→ **What the task asks**
From the line containing "# e.g. this sample" to the end of the records below, both included, every line should be repeated exactly; pictures should be dropped.

□ □ □ □

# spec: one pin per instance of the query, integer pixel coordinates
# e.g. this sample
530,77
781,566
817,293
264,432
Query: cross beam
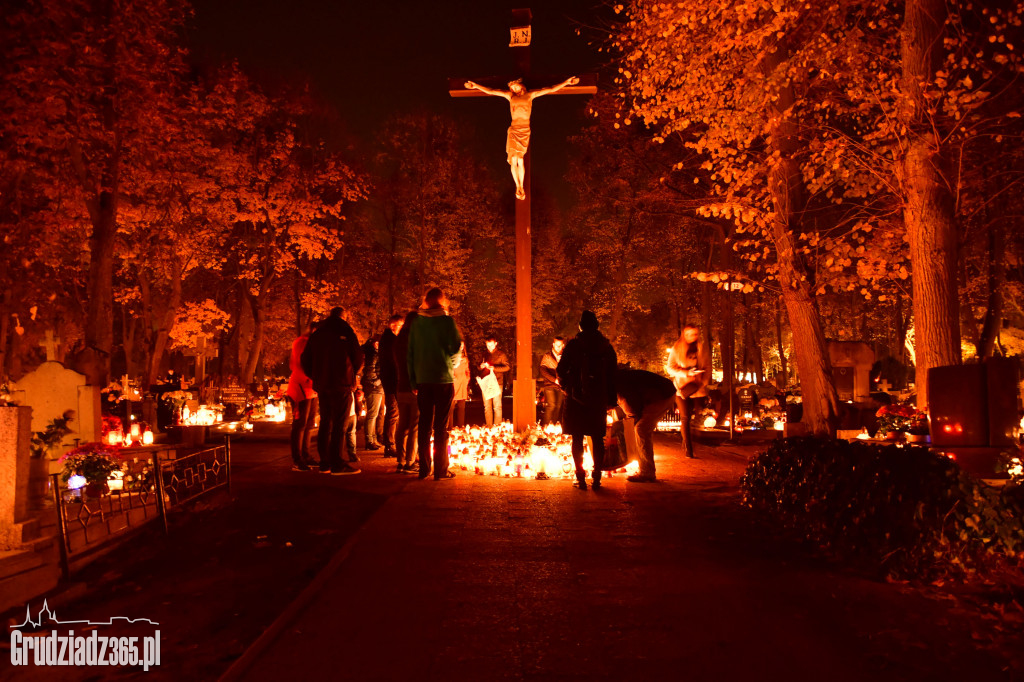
523,392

□ □ □ □

→ **Exercise result**
# e.g. this sample
530,77
781,566
817,293
264,432
Query: cross beam
523,392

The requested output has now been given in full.